◆ Text section ◆
'''
Constructivism, or more precisely, a constructivist
metatheory, presently prevails throughout
professional education circles. Most
educators easily accept constructivism's central
premise that learners approach tasks with
prior knowledge and expectations based on
their knowledge of the world around them.
Naturally, then, constructivist educational
technologists have been guided by the implicit
(and increasingly explicit) desire to create
"authentic" environments for learning: environments
that correspond to the real world. In
this paper, I argue that technologists have
tended to paper over the critical epistemological
dimension of constructivism by " preauthenticating"
learning environments:
creating environments that are predetermined
to reflect the real world even though constructivist
theory contrindicates precisely this. I
suggest that a rhetorical perspective on constructivism
offers a way out of this bind and l
propose some guidelines to assist developers of
educational technologies in accommodating
the essentially dialogic nature of teaching and
learning.
[] Unlike earlier efforts to motivate students by
making learning relevant, today's educators are
facing a much weightier challenge. Renewed
interest in various threads of constructivism,
such as the movement to situate cognition, has
sparked a lively debate on the differences
between thinking and learning in formal and
laboratory settings as opposed to learning
within more informal, everyday contexts. This
more rigorous interest in authentic learning has
been watched closely by educational technologists
who have been working to apply the lessons
of constructivism to the task of contextualizing
pedagogy.
'''
◆ Data shown ◆
'''
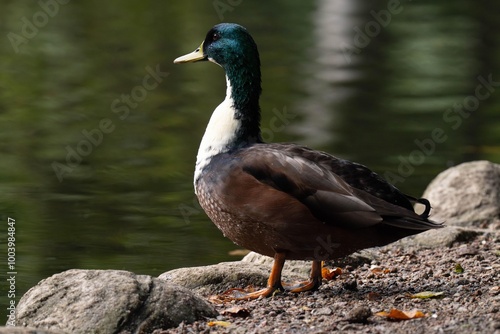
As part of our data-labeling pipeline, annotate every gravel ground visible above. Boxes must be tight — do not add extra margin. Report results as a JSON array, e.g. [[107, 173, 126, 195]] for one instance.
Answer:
[[160, 233, 500, 334]]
'''
◆ Given task 1 ◆
In the passage on constructivism, what central premise do most educators readily accept?
◆ Given task 2 ◆
From the passage on constructivism, write out the section beginning at "Constructivism, or more" and ending after "world around them.", copied word for word.
Nothing in the listing is needed here.

◆ Task output 1 ◆
That learners approach tasks with prior knowledge and expectations based on their knowledge of the world around them.

◆ Task output 2 ◆
Constructivism, or more precisely, a constructivist
metatheory, presently prevails throughout
professional education circles. Most
educators easily accept constructivism's central
premise that learners approach tasks with
prior knowledge and expectations based on
their knowledge of the world around them.